— start Raw records —

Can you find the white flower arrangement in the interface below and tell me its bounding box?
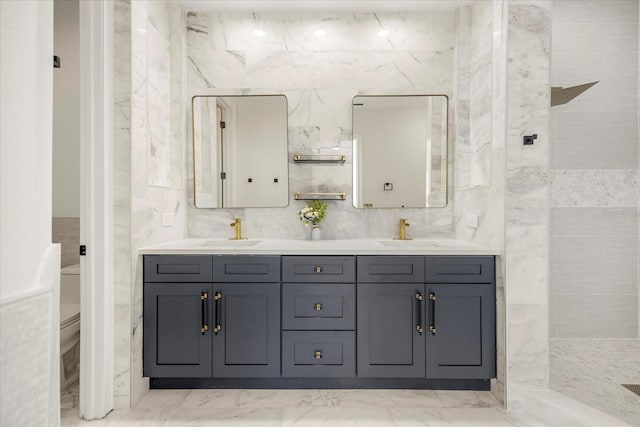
[299,200,327,227]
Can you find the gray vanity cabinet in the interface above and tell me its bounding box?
[425,256,496,379]
[357,256,495,379]
[282,256,356,378]
[212,256,280,378]
[143,255,212,378]
[357,256,425,378]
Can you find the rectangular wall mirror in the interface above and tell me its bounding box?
[192,95,289,208]
[352,95,449,208]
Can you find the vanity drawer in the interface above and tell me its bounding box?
[427,256,495,283]
[358,256,425,283]
[282,331,356,377]
[143,255,213,283]
[282,283,356,330]
[282,256,356,283]
[213,255,280,283]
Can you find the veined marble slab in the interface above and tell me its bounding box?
[138,239,500,255]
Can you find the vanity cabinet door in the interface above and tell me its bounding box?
[213,283,280,377]
[357,283,425,378]
[425,284,496,379]
[144,283,212,378]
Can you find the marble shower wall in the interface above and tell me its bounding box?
[185,12,456,239]
[550,0,640,338]
[454,2,507,402]
[505,1,551,407]
[550,0,640,425]
[455,0,551,409]
[127,1,188,406]
[113,0,132,409]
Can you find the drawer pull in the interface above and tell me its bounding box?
[213,292,222,335]
[200,292,209,335]
[416,292,423,335]
[429,292,436,335]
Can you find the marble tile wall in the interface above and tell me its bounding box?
[187,12,456,239]
[455,1,551,407]
[120,1,187,408]
[454,2,506,402]
[550,0,640,338]
[505,1,551,405]
[550,0,640,425]
[113,0,132,409]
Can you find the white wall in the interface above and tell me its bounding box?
[53,0,80,217]
[0,1,53,299]
[0,1,60,427]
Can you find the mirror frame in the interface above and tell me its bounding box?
[191,93,291,209]
[351,93,450,209]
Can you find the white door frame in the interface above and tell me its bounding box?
[79,0,114,420]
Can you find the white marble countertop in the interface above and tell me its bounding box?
[138,239,500,255]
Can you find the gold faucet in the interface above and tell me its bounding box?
[229,218,247,240]
[393,218,413,240]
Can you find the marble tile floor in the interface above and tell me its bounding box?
[61,390,627,427]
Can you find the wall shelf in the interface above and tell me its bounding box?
[293,191,347,200]
[293,154,346,163]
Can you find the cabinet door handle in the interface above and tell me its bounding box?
[200,292,209,335]
[213,292,222,335]
[416,292,423,335]
[429,292,436,335]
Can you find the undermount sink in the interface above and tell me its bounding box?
[378,240,439,249]
[198,239,260,248]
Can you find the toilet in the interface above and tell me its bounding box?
[60,264,80,390]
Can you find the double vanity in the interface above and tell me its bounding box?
[141,239,496,390]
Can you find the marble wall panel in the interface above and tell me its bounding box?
[187,12,455,239]
[505,1,551,400]
[453,2,507,402]
[469,3,493,187]
[127,2,188,405]
[113,0,132,409]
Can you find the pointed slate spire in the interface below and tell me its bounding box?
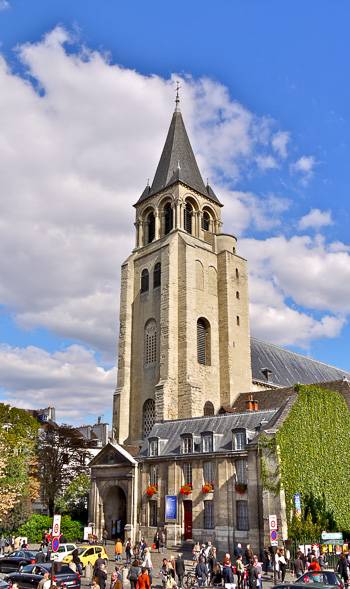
[137,92,220,204]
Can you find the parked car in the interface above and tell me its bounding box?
[50,544,76,562]
[62,546,108,568]
[0,550,36,573]
[294,570,343,589]
[7,562,81,589]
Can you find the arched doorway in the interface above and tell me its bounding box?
[103,486,126,541]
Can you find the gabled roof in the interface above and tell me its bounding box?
[137,110,220,205]
[140,409,276,457]
[250,337,350,387]
[89,442,137,467]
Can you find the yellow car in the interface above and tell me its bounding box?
[62,546,108,568]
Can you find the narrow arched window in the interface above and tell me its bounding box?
[197,317,210,365]
[184,202,193,233]
[141,268,149,292]
[202,211,210,231]
[147,213,156,243]
[203,401,215,417]
[164,202,173,235]
[142,399,158,438]
[144,319,157,366]
[153,262,161,288]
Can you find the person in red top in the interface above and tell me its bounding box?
[136,567,151,589]
[309,556,321,571]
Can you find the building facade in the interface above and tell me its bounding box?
[89,95,350,550]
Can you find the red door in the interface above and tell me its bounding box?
[183,501,192,540]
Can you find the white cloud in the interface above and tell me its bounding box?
[0,345,116,424]
[271,131,290,159]
[299,209,333,229]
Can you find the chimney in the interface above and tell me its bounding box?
[246,393,259,411]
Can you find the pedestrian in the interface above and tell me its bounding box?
[244,544,254,564]
[125,538,132,564]
[194,556,207,587]
[175,552,185,589]
[95,564,107,589]
[127,560,141,589]
[211,562,222,587]
[222,561,235,589]
[141,548,153,585]
[114,538,123,562]
[153,530,160,552]
[236,554,244,589]
[293,551,305,579]
[336,554,349,587]
[136,567,151,589]
[102,528,108,546]
[278,548,287,583]
[247,558,259,589]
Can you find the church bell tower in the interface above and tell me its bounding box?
[113,95,252,445]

— end Raw records —

→ **Problem details**
Rewrite all of the data above, replacing "interface" with "photo" and changing nothing else. Leave the pictures out of your version.

→ **Complete output**
Can you find the white flower arrangement in the photo below and tell me its bounding box?
[299,200,327,227]
Can you find the gray vanity cabinet in the photo above and tell me its bounding box?
[425,256,496,379]
[357,256,495,379]
[282,256,356,378]
[212,256,280,378]
[143,255,212,378]
[357,256,425,378]
Can you find the rectangular wall mirror in the photo above and tell me its bounding box?
[192,95,289,208]
[352,95,449,208]
Can you find the vanity drawer in the photo above and tell me its bounding box?
[427,256,495,283]
[358,256,425,283]
[282,331,356,377]
[143,255,213,283]
[282,283,356,330]
[282,256,356,283]
[213,255,280,283]
Can you find the veined marble slab in the photo above and tell me its bounding box?
[138,239,500,255]
Can you find the vanity cabinet door in the photo above and tell me its bounding box?
[213,283,280,377]
[357,283,425,378]
[425,284,496,379]
[144,283,212,378]
Can you find the marble shower wall in the photo above and tell me its bounding box?
[185,12,456,239]
[550,0,640,338]
[454,2,507,402]
[505,1,551,407]
[550,0,640,425]
[455,0,551,409]
[127,1,188,406]
[113,0,132,409]
Can you find the drawer pull in the photo above and tell me its bounding box?
[213,292,222,335]
[200,292,209,335]
[416,292,423,335]
[429,292,436,335]
Can you find the marble tile wall in the photo above and tell me its bounding box?
[187,12,456,239]
[455,1,551,407]
[120,1,187,408]
[454,2,506,402]
[550,0,640,338]
[505,1,551,405]
[550,0,640,425]
[113,0,132,409]
Can you find the white wall in the photo above and tell me its bounding box?
[53,0,80,217]
[0,1,53,299]
[0,1,60,427]
Can you find the mirror frame in the photo above and tell me its bounding box?
[191,93,291,209]
[351,93,450,209]
Can you find the white door frame in the photo above and tell me its bounding box?
[79,0,114,420]
Can you find the white marble countertop in the photo above and tell me its bounding box?
[138,239,500,255]
Can you find the gold faucet in the photo above and tell me its bounding box?
[229,218,247,240]
[393,218,413,240]
Can you find the marble tile floor in the photo above and tell me its bounding box?
[61,390,627,427]
Can you find the wall shelf in the photo above and tell me its bounding box?
[293,191,347,200]
[293,154,346,163]
Can you find the cabinet door handle in the photo above and tell me its bounding box?
[200,292,209,335]
[213,292,222,335]
[416,292,423,335]
[429,292,436,335]
Can you find the undermount sink in the photo above and tell me its bounding box?
[378,240,439,249]
[198,239,260,248]
Can you find the toilet in the photo above and tell me its bounding box?
[60,264,80,390]
Can you find the double vanity in the photo above and tell me its bounding box?
[141,239,496,390]
Can you find the marble wall panel in the photo above and tell me its bounding box?
[187,12,455,239]
[505,1,551,400]
[453,2,507,402]
[469,3,493,187]
[127,2,188,405]
[113,0,132,409]
Can you find the pointed slate spire in the photo below and tell me its bounding box?
[137,92,220,204]
Can you find the parked car in the photo above and tell me its bounding box?
[50,544,76,562]
[62,546,108,568]
[0,550,36,573]
[294,570,343,589]
[7,562,81,589]
Can you find the arched doorway in the photo above and tell me its bounding box?
[103,486,126,541]
Can you find the gabled roof in the photo above and tell me its bounding box?
[137,110,220,205]
[140,409,276,457]
[250,337,350,387]
[89,442,137,467]
Can you find the yellow car in the photo above and tell me its bounding box?
[62,546,108,568]
Can you find the narrow arched window in the photo above and tell me its bounding box?
[197,317,210,365]
[184,202,193,233]
[141,268,149,292]
[202,211,210,231]
[147,213,156,243]
[203,401,215,417]
[164,202,173,235]
[142,399,158,438]
[144,319,157,366]
[153,262,161,288]
Can you find the person in red top in the photo above and tell me its bounding box?
[136,567,151,589]
[309,556,321,571]
Can you find the building facade in the photo above and tell me its bounding box?
[89,95,350,550]
Can you find the red door in the photo above and tell me its bounding box?
[183,501,192,540]
Can you find the white cloud in the photo above and tell me its bounding box?
[0,345,116,424]
[271,131,290,159]
[299,209,333,229]
Can you find the chimney in the photo above and tell me its bounding box?
[246,393,259,411]
Can you find the pedestrian in the photo above and tell me its bounding box?
[244,544,254,564]
[125,538,132,564]
[194,556,207,587]
[175,552,185,589]
[95,564,107,589]
[127,560,141,589]
[211,562,222,587]
[222,561,235,589]
[141,548,153,585]
[114,538,123,562]
[153,530,160,552]
[236,554,244,589]
[293,551,305,579]
[336,554,349,587]
[136,567,151,589]
[102,528,108,546]
[278,548,287,583]
[247,558,259,589]
Can you find the church bell tower in the photo above and tell me its bounding box?
[113,95,252,445]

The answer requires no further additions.